What is needed:
Go through the data below. List every line that holds the word "target".

Given records:
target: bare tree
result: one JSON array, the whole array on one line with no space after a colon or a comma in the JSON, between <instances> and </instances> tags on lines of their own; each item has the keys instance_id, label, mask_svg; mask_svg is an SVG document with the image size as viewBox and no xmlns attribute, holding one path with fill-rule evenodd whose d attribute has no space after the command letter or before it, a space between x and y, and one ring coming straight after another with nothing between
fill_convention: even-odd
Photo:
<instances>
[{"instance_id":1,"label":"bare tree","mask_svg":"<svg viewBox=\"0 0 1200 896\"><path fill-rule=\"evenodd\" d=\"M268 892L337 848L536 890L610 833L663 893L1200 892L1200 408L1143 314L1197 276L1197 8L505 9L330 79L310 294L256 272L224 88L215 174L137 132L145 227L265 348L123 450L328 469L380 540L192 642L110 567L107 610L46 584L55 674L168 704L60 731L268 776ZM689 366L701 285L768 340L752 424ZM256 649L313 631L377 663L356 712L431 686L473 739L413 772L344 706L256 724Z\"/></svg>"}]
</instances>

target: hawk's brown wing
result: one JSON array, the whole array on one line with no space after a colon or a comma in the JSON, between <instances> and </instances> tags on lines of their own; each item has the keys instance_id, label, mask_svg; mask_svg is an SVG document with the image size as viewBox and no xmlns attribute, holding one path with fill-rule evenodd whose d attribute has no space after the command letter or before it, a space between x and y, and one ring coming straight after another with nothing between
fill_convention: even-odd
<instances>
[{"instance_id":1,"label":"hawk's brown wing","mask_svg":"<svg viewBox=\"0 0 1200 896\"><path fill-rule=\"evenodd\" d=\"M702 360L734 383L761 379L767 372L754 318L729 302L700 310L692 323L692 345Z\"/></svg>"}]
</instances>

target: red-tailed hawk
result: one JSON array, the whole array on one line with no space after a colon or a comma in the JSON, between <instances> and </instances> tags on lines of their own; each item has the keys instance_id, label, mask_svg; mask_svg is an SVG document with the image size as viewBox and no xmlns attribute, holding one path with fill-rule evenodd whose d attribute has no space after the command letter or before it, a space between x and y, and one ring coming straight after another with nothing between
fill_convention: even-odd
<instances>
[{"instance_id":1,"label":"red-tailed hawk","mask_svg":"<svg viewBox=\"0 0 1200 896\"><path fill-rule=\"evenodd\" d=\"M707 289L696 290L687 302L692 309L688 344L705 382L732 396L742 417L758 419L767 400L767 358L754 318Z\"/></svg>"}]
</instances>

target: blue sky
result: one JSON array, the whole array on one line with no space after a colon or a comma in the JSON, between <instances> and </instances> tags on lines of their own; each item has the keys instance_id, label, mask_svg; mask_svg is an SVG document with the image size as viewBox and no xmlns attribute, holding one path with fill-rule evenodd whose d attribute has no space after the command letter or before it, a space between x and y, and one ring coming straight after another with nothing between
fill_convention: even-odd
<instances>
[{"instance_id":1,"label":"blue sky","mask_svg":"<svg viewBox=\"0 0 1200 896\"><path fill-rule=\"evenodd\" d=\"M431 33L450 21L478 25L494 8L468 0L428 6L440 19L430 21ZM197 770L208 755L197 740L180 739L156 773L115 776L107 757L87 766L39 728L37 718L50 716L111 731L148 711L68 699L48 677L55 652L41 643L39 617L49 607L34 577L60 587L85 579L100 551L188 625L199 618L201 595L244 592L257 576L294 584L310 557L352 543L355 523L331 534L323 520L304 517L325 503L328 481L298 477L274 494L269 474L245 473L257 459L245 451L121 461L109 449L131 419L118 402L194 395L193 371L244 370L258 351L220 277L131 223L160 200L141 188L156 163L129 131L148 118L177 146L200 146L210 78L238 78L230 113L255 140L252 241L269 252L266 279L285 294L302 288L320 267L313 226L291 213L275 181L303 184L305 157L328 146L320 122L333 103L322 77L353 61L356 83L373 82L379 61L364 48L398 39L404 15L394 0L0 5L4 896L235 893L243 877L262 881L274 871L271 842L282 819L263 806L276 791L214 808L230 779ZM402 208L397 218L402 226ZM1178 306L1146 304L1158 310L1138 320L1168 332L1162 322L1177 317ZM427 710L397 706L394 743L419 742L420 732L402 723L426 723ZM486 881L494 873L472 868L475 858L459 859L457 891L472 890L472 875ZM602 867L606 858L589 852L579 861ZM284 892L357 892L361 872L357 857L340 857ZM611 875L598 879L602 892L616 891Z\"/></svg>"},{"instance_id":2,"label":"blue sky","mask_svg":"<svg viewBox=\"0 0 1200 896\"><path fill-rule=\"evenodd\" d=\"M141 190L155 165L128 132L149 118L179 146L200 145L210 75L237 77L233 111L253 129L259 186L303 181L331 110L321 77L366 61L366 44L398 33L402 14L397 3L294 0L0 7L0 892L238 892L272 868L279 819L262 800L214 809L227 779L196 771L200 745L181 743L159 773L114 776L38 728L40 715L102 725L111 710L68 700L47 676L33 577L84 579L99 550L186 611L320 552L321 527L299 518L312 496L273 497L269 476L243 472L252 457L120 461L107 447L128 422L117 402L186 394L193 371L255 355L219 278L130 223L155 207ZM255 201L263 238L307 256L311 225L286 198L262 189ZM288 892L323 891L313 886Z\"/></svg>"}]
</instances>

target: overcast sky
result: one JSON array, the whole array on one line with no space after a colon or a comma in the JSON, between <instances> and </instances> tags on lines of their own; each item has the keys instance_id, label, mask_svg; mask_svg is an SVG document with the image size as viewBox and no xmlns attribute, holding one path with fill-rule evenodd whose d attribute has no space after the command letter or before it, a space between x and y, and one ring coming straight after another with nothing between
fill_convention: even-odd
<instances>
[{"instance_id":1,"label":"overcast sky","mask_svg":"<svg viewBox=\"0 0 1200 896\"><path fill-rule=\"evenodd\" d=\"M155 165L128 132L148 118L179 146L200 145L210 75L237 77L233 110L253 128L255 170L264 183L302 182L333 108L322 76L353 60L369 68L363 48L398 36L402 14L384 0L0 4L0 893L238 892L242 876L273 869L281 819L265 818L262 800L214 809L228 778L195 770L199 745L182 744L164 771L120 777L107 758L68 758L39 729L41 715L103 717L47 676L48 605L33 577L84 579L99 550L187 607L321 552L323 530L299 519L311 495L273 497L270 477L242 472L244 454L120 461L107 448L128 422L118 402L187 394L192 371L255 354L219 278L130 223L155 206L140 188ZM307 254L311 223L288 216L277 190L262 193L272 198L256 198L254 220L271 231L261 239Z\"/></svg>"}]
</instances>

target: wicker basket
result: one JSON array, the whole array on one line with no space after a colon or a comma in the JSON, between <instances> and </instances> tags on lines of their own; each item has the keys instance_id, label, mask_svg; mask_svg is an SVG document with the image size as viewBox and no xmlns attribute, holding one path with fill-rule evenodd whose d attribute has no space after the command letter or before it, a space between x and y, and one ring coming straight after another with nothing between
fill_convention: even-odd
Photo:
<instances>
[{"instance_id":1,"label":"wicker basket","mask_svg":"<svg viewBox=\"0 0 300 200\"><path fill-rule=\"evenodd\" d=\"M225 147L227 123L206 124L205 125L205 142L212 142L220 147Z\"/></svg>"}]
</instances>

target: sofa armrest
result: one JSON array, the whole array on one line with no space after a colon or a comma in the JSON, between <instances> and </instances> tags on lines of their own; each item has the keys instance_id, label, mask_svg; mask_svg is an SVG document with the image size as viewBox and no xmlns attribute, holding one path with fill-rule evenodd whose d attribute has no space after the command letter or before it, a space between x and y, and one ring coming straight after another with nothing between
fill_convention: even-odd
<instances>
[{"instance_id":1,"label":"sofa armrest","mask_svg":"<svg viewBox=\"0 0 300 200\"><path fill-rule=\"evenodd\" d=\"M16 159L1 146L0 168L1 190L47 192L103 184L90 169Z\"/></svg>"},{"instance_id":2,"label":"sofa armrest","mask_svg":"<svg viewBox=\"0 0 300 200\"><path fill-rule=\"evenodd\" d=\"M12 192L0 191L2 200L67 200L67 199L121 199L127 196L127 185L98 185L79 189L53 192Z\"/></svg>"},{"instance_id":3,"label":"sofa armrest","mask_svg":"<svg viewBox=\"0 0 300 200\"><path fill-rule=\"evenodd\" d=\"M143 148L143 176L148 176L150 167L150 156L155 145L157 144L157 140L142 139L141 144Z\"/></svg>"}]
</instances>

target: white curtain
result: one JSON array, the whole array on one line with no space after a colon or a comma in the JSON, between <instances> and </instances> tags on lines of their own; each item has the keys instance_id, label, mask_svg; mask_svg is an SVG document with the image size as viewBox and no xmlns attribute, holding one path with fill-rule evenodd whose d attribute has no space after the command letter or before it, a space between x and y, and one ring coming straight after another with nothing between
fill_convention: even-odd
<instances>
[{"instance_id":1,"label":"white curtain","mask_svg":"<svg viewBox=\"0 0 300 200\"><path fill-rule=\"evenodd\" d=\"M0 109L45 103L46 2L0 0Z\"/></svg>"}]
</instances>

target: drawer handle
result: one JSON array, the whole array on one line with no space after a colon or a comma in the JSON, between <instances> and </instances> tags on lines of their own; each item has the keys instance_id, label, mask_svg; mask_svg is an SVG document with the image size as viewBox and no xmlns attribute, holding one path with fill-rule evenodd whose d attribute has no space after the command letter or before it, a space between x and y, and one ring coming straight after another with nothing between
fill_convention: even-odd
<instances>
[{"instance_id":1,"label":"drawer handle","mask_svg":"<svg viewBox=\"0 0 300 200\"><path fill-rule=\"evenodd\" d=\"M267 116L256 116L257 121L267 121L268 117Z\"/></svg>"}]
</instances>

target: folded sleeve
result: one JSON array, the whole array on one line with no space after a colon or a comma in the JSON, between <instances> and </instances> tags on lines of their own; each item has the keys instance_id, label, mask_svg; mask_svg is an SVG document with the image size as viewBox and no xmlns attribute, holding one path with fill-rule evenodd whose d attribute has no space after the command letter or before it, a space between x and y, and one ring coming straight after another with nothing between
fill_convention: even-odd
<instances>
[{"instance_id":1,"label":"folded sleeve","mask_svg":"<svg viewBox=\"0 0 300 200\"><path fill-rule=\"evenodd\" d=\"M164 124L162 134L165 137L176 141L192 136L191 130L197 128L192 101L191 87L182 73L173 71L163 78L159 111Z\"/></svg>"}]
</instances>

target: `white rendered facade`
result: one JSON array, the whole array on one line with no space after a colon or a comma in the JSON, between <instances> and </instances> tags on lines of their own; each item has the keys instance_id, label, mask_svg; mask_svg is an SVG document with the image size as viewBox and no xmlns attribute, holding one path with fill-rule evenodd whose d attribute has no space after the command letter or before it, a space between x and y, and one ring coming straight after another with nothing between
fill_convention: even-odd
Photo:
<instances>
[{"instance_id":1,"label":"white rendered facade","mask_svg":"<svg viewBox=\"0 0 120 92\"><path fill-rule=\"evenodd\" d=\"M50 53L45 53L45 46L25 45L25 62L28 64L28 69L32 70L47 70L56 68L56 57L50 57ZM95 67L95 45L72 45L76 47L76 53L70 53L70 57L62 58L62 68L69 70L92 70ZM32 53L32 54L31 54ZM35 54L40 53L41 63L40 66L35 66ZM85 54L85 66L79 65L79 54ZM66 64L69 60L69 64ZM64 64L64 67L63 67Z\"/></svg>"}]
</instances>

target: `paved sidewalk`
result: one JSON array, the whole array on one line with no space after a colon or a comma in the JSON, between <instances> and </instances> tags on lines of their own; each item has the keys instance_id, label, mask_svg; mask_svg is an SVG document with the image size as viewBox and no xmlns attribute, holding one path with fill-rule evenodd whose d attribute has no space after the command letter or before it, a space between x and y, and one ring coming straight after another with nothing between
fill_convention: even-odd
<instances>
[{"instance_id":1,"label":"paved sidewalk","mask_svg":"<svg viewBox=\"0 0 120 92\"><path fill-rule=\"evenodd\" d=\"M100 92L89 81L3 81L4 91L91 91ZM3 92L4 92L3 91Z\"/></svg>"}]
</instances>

Exercise response:
target: bare tree
target: hawk's brown wing
target: red-tailed hawk
target: blue sky
target: overcast sky
target: wicker basket
target: sofa armrest
target: white curtain
target: drawer handle
target: folded sleeve
target: `white rendered facade`
target: `paved sidewalk`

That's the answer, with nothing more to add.